- Opening Delimiter -
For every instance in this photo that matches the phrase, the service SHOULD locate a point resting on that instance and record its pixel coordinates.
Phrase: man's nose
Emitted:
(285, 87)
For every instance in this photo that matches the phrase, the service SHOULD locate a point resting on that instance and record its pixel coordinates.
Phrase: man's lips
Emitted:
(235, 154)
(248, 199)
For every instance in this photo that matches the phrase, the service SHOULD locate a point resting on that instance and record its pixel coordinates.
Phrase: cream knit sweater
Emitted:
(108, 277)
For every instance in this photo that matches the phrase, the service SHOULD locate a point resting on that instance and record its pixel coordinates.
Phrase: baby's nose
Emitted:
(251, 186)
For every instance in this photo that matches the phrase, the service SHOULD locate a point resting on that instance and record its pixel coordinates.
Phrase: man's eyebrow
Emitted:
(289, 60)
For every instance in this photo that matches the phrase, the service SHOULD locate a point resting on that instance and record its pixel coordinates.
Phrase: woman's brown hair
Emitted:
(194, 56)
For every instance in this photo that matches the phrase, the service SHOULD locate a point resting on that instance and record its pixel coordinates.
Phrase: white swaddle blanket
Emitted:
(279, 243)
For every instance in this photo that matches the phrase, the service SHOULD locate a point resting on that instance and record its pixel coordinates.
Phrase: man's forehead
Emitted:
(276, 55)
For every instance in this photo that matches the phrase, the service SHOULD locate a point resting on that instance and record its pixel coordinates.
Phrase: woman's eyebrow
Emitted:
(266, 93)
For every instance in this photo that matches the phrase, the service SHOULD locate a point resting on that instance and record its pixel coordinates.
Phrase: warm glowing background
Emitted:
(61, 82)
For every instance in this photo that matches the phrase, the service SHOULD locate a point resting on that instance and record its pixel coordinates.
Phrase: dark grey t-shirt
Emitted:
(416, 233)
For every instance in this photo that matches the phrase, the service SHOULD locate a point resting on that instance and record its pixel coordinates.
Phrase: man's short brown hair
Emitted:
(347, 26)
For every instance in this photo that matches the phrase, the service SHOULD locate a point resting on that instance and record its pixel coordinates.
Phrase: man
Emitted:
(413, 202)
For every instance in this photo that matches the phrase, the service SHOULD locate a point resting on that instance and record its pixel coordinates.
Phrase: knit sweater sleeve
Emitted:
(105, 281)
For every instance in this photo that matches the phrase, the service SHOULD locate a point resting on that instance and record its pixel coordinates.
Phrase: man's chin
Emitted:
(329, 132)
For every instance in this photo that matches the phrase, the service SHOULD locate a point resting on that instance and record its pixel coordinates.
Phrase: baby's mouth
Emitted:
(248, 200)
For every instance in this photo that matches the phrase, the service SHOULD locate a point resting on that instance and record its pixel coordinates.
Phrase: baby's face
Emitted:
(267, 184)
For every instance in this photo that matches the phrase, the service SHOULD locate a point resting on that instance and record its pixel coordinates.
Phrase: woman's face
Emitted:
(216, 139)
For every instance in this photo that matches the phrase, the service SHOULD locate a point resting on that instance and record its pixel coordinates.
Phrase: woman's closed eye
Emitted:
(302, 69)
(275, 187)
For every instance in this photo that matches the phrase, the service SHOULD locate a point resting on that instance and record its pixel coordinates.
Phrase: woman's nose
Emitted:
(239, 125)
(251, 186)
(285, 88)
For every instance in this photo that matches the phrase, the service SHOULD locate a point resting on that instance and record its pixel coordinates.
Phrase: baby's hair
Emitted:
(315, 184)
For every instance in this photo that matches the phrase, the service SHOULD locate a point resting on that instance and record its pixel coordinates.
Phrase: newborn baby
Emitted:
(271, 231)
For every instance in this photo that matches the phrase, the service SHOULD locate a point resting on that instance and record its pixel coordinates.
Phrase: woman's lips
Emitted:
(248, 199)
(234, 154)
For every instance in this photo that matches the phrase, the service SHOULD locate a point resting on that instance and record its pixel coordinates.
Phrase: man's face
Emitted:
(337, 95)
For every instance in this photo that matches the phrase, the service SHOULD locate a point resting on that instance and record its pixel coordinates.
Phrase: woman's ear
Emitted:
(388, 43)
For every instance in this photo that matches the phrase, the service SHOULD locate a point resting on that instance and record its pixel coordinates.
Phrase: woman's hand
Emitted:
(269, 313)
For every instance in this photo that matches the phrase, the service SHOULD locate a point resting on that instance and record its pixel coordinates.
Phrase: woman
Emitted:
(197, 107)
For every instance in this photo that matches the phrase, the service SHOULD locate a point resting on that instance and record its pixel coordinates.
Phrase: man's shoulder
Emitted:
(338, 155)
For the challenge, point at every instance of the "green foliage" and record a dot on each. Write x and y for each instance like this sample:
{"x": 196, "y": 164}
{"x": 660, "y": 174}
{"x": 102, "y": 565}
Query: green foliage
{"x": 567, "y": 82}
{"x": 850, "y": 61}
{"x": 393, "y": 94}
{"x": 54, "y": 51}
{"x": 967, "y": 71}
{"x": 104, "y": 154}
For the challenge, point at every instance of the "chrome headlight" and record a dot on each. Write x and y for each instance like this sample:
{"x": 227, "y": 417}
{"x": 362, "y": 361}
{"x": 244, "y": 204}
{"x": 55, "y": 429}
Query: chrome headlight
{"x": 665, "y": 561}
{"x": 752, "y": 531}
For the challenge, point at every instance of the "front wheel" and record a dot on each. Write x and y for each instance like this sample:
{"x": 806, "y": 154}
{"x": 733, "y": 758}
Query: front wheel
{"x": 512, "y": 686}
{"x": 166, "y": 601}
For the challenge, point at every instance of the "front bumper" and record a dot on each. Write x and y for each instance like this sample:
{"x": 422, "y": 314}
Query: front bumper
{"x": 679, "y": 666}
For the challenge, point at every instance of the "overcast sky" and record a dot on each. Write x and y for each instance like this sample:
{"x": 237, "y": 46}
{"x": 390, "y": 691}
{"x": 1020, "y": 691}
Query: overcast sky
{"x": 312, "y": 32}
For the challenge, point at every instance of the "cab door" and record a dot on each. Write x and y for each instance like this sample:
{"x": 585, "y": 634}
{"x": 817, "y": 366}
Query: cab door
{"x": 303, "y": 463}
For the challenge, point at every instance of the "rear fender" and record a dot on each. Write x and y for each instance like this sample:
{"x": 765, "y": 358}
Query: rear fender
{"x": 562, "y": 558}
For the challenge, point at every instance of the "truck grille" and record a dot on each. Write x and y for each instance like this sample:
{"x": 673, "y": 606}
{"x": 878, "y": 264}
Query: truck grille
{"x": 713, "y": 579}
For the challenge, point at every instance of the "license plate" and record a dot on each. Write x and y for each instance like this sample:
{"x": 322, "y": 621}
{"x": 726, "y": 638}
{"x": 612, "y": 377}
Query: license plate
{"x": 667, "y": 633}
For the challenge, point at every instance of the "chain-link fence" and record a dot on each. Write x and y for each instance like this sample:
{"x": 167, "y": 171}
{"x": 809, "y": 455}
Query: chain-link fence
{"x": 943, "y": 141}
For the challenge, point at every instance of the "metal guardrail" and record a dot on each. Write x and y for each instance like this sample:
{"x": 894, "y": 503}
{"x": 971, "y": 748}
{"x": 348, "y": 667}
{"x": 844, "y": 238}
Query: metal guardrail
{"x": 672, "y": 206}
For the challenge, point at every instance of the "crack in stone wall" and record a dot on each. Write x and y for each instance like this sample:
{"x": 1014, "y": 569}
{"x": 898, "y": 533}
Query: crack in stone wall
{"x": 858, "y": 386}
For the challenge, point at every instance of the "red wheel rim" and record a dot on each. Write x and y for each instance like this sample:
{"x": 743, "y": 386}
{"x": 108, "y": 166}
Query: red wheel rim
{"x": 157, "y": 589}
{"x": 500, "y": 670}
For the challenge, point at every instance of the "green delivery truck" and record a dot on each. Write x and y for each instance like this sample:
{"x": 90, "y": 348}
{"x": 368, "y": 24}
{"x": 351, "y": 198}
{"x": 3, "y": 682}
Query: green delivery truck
- Closing Delimiter -
_Your instructions:_ Copy every line of the listing that includes the string "knit".

_Solution:_
Phrase: cream knit sweater
Phrase: knit sweater sleeve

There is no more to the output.